◆ **GIVEN DATA**

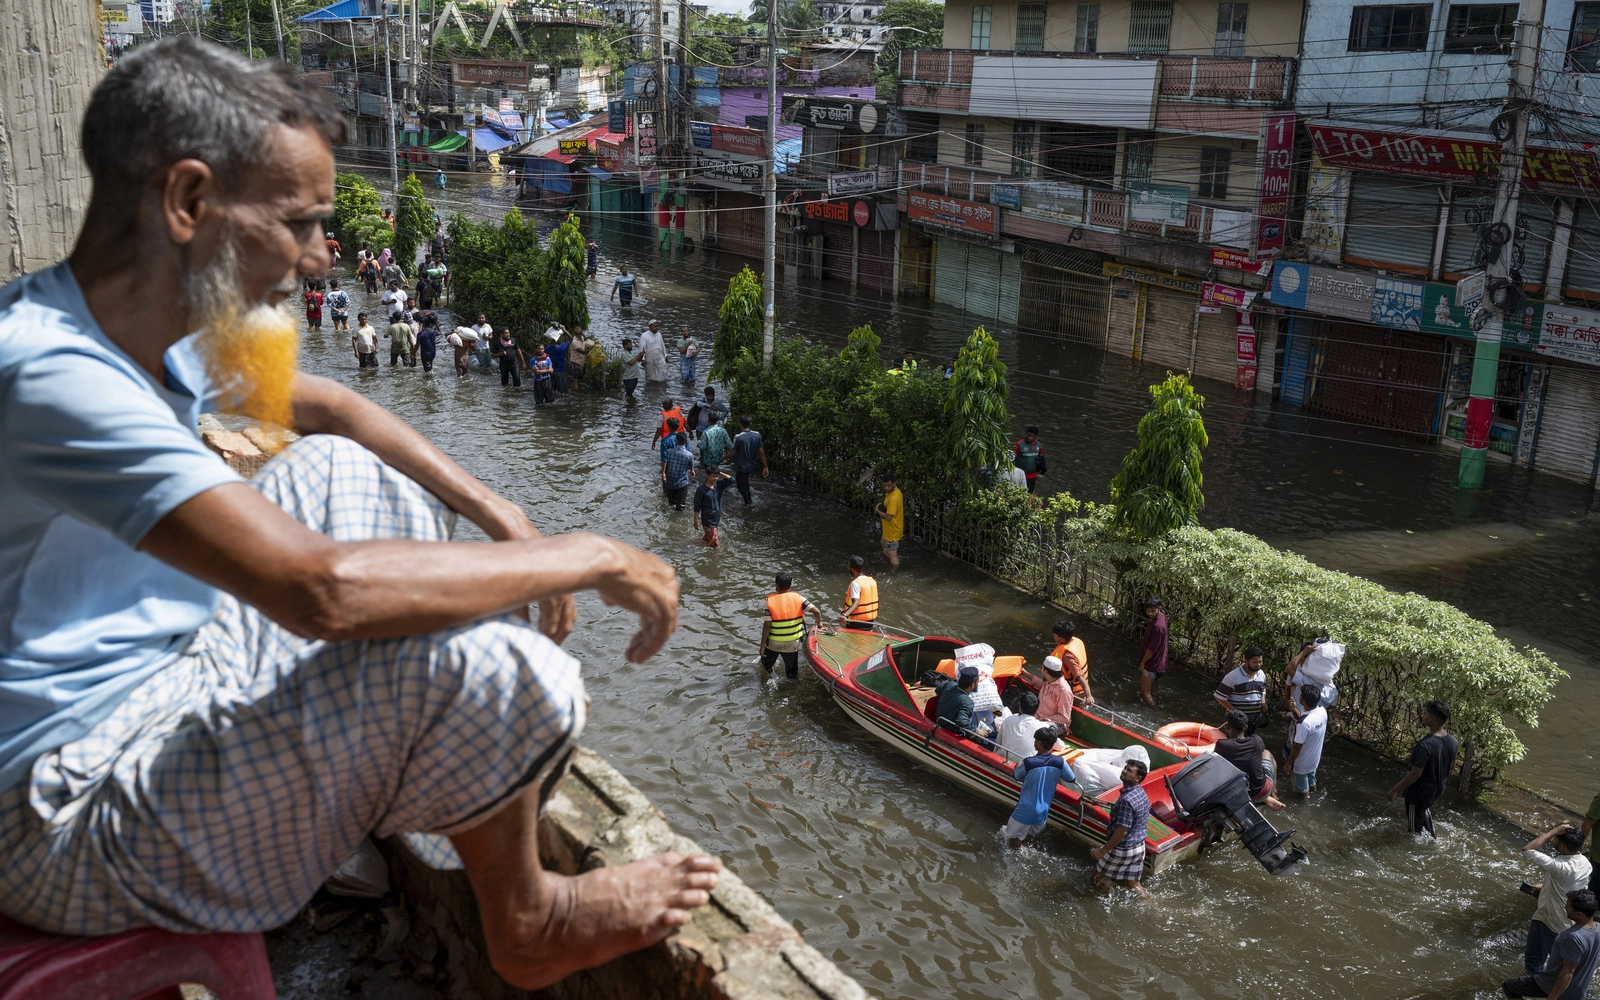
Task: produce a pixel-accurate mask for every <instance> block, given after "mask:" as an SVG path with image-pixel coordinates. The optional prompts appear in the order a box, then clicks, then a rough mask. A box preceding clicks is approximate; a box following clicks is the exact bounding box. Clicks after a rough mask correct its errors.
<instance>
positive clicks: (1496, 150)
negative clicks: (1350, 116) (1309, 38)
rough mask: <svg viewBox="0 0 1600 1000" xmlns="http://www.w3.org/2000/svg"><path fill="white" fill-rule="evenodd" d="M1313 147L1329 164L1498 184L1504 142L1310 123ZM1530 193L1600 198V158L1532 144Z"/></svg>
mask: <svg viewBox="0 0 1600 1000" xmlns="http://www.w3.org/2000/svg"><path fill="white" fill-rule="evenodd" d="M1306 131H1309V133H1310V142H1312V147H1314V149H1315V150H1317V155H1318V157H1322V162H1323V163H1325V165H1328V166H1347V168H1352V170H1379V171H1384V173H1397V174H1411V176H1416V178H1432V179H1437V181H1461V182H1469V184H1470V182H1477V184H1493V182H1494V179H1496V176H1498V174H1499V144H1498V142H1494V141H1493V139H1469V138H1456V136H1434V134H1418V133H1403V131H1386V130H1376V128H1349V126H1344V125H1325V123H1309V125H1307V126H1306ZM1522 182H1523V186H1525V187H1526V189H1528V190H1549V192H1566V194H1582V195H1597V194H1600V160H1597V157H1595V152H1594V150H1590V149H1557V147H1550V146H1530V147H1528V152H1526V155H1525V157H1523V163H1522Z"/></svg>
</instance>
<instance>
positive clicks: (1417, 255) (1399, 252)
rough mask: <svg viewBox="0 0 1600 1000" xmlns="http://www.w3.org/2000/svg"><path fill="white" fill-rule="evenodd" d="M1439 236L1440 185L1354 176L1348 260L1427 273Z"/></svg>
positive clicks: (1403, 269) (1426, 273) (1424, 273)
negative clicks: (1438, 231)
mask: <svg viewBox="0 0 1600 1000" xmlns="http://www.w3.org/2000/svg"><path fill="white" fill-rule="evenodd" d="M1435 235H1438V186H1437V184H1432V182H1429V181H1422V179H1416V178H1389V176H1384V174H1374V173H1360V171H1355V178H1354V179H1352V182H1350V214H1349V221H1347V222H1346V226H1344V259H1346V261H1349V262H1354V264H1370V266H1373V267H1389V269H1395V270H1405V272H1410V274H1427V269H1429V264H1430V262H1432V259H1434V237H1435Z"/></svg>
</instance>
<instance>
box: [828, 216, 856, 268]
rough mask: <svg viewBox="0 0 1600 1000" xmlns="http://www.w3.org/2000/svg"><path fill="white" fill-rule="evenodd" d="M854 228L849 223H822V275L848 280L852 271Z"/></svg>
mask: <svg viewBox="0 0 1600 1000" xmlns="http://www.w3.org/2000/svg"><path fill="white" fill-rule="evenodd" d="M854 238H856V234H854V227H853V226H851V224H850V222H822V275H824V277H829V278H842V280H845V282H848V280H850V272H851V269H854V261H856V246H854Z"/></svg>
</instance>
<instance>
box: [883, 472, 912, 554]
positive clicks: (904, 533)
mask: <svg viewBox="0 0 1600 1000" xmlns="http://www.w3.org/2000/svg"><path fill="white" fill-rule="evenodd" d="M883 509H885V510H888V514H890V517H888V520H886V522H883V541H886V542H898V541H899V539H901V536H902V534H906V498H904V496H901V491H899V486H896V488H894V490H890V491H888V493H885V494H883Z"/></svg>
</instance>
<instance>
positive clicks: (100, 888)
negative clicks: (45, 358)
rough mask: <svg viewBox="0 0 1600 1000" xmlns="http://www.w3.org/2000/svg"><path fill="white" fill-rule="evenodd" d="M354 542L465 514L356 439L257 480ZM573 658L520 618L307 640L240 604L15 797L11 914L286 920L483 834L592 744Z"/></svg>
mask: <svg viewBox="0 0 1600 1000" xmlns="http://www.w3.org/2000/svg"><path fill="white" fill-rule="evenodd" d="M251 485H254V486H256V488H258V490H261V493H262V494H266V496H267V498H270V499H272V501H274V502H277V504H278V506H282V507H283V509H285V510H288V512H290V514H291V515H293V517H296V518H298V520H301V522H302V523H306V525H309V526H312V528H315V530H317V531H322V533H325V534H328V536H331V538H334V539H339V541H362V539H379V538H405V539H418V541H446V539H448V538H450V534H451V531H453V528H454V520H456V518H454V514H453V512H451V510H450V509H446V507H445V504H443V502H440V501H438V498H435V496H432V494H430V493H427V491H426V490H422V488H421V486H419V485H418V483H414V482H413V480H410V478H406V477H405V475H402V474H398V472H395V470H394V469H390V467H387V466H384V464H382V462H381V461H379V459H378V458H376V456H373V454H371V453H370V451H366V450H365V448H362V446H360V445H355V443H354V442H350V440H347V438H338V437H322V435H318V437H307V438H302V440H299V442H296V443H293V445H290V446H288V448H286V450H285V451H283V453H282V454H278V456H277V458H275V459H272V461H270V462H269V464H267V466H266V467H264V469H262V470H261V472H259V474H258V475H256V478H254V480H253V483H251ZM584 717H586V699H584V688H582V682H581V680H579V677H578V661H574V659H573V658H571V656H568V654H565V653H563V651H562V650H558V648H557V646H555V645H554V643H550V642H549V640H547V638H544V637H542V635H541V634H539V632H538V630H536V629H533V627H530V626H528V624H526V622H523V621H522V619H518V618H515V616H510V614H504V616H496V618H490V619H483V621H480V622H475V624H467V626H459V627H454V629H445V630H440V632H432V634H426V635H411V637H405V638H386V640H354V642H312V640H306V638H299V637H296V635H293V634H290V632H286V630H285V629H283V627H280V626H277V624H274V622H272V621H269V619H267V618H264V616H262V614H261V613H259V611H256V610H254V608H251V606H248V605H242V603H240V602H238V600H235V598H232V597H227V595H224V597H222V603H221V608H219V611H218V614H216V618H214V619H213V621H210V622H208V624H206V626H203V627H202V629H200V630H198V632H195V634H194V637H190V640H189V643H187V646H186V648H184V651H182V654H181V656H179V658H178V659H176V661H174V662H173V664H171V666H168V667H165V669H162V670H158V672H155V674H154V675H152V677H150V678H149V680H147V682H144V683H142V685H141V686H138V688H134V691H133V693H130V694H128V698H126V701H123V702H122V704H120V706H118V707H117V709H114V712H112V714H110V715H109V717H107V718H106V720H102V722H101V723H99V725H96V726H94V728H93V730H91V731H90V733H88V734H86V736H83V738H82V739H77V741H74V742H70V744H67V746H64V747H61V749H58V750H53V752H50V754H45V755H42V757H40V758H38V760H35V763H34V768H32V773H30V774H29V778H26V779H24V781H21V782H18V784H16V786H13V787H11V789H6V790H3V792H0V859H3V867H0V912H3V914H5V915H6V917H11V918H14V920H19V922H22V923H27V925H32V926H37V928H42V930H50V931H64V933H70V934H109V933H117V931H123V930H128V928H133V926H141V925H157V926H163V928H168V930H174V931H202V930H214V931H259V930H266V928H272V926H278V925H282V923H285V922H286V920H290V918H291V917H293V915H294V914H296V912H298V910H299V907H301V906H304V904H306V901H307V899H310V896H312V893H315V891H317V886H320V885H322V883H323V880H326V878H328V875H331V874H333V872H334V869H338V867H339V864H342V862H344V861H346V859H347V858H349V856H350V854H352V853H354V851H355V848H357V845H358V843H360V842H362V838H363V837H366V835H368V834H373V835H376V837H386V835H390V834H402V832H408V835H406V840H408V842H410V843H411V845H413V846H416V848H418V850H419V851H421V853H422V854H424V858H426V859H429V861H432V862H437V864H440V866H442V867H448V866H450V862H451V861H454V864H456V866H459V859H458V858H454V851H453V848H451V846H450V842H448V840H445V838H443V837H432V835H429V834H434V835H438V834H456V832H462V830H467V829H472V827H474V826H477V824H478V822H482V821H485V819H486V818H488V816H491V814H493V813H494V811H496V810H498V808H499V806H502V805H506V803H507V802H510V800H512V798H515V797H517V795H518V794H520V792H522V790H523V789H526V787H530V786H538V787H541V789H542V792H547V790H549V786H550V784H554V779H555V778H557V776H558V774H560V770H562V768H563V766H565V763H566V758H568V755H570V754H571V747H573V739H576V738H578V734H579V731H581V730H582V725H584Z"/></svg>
--
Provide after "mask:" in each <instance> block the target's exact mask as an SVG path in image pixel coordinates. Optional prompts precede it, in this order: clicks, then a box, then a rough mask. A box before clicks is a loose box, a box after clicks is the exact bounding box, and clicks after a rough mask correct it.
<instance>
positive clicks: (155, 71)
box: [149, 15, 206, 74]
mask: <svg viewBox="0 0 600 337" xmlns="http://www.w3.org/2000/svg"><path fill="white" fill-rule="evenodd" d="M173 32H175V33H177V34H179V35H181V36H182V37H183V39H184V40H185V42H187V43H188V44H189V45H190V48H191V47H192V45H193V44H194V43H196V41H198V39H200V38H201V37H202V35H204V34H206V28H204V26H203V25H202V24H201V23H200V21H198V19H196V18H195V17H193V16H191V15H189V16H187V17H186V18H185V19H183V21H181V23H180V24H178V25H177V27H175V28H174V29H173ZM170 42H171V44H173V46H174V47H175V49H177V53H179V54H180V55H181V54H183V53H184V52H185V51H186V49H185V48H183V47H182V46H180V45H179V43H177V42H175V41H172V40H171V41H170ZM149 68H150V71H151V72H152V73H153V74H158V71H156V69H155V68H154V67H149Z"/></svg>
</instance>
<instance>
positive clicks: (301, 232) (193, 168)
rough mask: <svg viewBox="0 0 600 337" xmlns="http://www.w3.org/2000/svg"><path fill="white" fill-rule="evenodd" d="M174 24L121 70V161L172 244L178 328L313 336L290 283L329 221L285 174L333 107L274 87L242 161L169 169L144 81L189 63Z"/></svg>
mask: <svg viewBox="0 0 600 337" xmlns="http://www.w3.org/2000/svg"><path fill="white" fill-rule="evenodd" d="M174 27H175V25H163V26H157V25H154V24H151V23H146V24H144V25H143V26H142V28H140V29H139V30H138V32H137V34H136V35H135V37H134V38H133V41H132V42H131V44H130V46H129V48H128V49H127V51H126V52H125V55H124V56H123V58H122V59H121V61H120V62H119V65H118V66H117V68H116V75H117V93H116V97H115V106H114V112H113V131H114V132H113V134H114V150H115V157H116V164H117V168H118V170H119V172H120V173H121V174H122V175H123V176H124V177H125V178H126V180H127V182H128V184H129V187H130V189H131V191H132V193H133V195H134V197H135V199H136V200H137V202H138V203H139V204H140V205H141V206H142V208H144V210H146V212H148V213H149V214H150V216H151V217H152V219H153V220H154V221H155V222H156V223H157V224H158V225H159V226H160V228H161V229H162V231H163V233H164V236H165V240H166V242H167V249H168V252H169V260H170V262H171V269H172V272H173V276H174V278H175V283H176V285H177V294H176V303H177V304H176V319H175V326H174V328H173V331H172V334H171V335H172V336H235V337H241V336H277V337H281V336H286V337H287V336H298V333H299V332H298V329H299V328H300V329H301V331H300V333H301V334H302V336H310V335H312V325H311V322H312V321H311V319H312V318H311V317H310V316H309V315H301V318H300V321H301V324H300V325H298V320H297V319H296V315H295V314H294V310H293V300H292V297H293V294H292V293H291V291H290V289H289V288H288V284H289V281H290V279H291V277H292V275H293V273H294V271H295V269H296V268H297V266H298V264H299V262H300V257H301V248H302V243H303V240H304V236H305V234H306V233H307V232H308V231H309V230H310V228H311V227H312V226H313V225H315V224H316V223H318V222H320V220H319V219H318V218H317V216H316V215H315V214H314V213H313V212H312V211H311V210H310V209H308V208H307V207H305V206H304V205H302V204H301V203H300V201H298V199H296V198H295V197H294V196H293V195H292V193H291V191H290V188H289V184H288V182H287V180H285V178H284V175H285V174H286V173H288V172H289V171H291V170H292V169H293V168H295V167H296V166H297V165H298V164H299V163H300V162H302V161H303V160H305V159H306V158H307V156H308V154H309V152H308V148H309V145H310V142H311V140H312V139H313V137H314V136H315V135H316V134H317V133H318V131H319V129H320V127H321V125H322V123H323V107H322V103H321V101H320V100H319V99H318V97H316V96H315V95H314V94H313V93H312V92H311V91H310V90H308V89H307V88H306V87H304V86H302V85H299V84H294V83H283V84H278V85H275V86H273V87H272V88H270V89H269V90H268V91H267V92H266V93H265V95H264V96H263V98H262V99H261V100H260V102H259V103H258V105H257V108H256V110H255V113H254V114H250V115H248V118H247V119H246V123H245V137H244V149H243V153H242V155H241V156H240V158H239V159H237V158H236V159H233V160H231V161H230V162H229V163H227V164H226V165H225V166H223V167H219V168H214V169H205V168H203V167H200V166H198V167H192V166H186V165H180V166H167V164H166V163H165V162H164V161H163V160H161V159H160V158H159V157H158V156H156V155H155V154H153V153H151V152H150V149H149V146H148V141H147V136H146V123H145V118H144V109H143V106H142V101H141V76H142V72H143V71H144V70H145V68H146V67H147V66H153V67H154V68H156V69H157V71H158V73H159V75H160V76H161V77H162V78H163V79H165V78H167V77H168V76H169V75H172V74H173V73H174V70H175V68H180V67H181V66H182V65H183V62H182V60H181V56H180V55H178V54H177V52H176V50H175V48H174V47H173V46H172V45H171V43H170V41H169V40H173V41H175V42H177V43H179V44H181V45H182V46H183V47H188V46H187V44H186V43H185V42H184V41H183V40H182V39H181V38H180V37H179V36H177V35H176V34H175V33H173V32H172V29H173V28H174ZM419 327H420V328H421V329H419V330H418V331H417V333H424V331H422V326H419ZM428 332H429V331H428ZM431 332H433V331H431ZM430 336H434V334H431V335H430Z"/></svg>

◆ **YOUR OBJECTIVE**
Copy out the material word for word, starting at the line with "Task: produce a" and ending at the line with "positive clicks: (1403, 269)", both lines included.

◆ **TASK OUTPUT**
Task: produce a pixel-accurate mask for every <instance> block, given after "mask:" as an SVG path with image-pixel coordinates. The optional prompts appear in the order a box, then clicks, then a rough mask. A box preceding clicks is approximate; a box following clicks is the exact bounding box. Clicks after a rough mask correct its errors.
<instance>
positive clicks: (1496, 150)
negative clicks: (1350, 116) (1309, 38)
rough mask: <svg viewBox="0 0 1600 1000" xmlns="http://www.w3.org/2000/svg"><path fill="white" fill-rule="evenodd" d="M1313 147L1329 164L1498 184L1504 142L1310 123ZM1530 193L1600 198V158L1532 144Z"/></svg>
mask: <svg viewBox="0 0 1600 1000" xmlns="http://www.w3.org/2000/svg"><path fill="white" fill-rule="evenodd" d="M1306 131H1309V133H1310V142H1312V147H1314V149H1315V150H1317V155H1318V157H1322V162H1323V163H1325V165H1328V166H1347V168H1352V170H1379V171H1384V173H1397V174H1411V176H1416V178H1432V179H1437V181H1461V182H1469V184H1470V182H1477V184H1493V182H1494V179H1496V176H1498V174H1499V144H1498V142H1494V141H1493V139H1469V138H1456V136H1434V134H1418V133H1403V131H1386V130H1376V128H1349V126H1344V125H1325V123H1309V125H1307V126H1306ZM1522 182H1523V186H1525V187H1526V189H1528V190H1549V192H1566V194H1582V195H1597V194H1600V160H1597V157H1595V152H1594V150H1590V149H1557V147H1550V146H1530V147H1528V152H1526V155H1525V157H1523V163H1522Z"/></svg>
</instance>
<instance>
positive clicks: (1417, 255) (1399, 252)
rough mask: <svg viewBox="0 0 1600 1000" xmlns="http://www.w3.org/2000/svg"><path fill="white" fill-rule="evenodd" d="M1439 236L1440 185L1354 176L1348 260L1427 273Z"/></svg>
positive clicks: (1403, 269) (1426, 273) (1424, 273)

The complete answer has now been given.